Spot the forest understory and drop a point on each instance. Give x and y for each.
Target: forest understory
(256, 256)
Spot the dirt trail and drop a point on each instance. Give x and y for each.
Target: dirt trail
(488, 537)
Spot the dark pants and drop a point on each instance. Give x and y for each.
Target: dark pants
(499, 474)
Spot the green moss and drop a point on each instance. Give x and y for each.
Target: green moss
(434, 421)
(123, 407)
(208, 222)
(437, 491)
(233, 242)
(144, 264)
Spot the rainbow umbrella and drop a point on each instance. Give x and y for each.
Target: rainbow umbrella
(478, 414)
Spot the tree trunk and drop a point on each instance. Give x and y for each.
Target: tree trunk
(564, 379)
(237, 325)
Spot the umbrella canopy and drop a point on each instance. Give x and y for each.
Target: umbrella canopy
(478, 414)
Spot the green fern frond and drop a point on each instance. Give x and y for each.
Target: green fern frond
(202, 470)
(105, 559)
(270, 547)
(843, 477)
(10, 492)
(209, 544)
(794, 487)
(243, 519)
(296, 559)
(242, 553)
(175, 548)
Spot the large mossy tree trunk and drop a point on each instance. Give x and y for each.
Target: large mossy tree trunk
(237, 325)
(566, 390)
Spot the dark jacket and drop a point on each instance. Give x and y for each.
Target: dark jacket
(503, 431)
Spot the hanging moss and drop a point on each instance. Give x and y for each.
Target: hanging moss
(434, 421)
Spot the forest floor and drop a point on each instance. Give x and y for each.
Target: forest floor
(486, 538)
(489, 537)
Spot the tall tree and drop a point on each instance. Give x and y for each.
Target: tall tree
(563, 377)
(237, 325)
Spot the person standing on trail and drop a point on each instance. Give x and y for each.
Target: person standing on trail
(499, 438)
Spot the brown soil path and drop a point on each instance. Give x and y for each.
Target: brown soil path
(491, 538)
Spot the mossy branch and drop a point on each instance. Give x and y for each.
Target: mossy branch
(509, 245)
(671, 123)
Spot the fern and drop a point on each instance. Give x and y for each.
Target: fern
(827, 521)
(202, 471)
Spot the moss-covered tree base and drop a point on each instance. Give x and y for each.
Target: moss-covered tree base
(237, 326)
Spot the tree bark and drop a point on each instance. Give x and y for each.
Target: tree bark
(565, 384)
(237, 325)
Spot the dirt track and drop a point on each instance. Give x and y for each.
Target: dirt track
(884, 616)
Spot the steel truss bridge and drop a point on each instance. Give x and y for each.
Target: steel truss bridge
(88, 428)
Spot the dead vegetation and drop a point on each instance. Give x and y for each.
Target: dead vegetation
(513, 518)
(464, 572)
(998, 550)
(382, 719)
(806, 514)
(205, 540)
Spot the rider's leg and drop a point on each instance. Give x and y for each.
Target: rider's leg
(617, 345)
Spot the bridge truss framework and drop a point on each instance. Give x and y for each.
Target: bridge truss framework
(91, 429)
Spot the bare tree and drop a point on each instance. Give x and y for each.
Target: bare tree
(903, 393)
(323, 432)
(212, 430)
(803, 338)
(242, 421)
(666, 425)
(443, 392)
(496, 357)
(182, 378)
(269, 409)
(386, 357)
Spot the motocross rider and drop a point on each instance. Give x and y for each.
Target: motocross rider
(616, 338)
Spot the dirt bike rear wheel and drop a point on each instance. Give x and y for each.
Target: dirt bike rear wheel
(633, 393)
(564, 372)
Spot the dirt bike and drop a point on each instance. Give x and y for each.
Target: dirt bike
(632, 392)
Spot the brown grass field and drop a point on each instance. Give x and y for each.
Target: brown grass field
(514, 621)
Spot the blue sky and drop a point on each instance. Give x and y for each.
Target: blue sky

# # # # #

Your task:
Write out the material exactly as given.

Reply to the task:
Spot the forest understory and drop a point on each instance. Give x and y for each.
Target: forest understory
(256, 256)
Spot the dirt trail and drop a point on each instance. Give x and y for each.
Target: dirt trail
(488, 537)
Spot the dark pants and drop a point on each instance. Give x and y for each.
Target: dark pants
(499, 474)
Spot the green moss and drop a point on each instance. Give x and y for each.
Target: green moss
(434, 421)
(123, 407)
(208, 222)
(437, 491)
(233, 242)
(144, 264)
Spot the rainbow umbrella and drop a point on each instance. Give x and y for each.
Target: rainbow umbrella
(478, 414)
Spot the tree trunk and drop a point on each instance. Give x and y for each.
Target: tree trunk
(564, 379)
(237, 325)
Spot the umbrella canopy and drop a point on each instance. Give x and y for each.
Target: umbrella canopy
(478, 414)
Spot the green fern frond and drop a point on each instance. Give x and y for each.
Target: green fern frond
(202, 470)
(105, 559)
(270, 547)
(843, 477)
(10, 492)
(209, 544)
(794, 487)
(243, 519)
(296, 559)
(242, 553)
(175, 548)
Spot the large mossy tree trunk and drop a point on each instance. Give x and y for each.
Target: large mossy tree trunk
(237, 325)
(566, 390)
Spot the dark jacket and drop a point on each instance. Give x and y for each.
Target: dark jacket
(503, 431)
Spot the hanging moss and drop a point on each instance. Give x and y for each.
Target: hanging moss
(434, 421)
Spot the forest floor and drop a point on each instance. Give x and y for each.
Target: forest floor
(486, 538)
(489, 537)
Spot the tall tree and drop a point on each instance. Give x and y for each.
Target: tall tree
(563, 377)
(237, 325)
Spot the person standing on trail and drop a point on each instance. Give x and y for each.
Target: person standing on trail
(499, 438)
Spot the brown soil path and drop a point on each instance. Give x and y for each.
Target: brown soil path
(491, 538)
Spot the mossy branch and drop a point on each instance. Give x and y for each.
Target: mossy branch
(509, 245)
(671, 123)
Spot the fern and drop a point on each instance. Give x and y for each.
Target: fern
(827, 521)
(202, 471)
Spot the moss-covered tree base and drop a point on each instance. Give x and y for each.
Target: moss-covered tree base
(237, 326)
Spot the tree bark and drop a point on each instance. Give x and y for each.
Target: tree bark
(565, 384)
(237, 325)
Spot the dirt track and drop a point on each instance. Give x and y for each.
Target: dirt track
(884, 616)
Spot the steel truss bridge and drop a point on each instance. Give x and y for each.
Target: steel truss bridge
(88, 428)
Spot the dead vegetation and drop a point on each instance. Give x and y for each.
Target: dead vegetation
(513, 518)
(464, 572)
(998, 550)
(382, 719)
(806, 514)
(205, 540)
Spot the rider's leg and drop a point on each instance. Give x and y for each.
Target: rider's leg
(617, 345)
Spot the bridge truss framework and drop a point on each instance. Give x and y for each.
Target: bridge truss framework
(91, 429)
Spot the bare tree and drop a point on each instance. Give x and y for each.
Target: bare tree
(903, 393)
(323, 432)
(212, 430)
(803, 338)
(242, 421)
(666, 425)
(443, 392)
(496, 357)
(182, 378)
(269, 409)
(386, 357)
Spot the motocross rider and drop a point on each instance. Give x and y for each.
Target: motocross rider
(616, 338)
Spot the dirt bike rear wheel and drop a point on each instance. Give x and y for each.
Target: dirt bike rear wheel
(633, 393)
(564, 372)
Spot the dirt bike and drop a point on each instance. Give x and y for each.
Target: dirt bike
(632, 392)
Spot the brown grass field and drop a point on each instance. Give x and y for each.
Target: brown grass field
(514, 621)
Spot the blue sky and drop a point on each instance. Give x and y for each.
Target: blue sky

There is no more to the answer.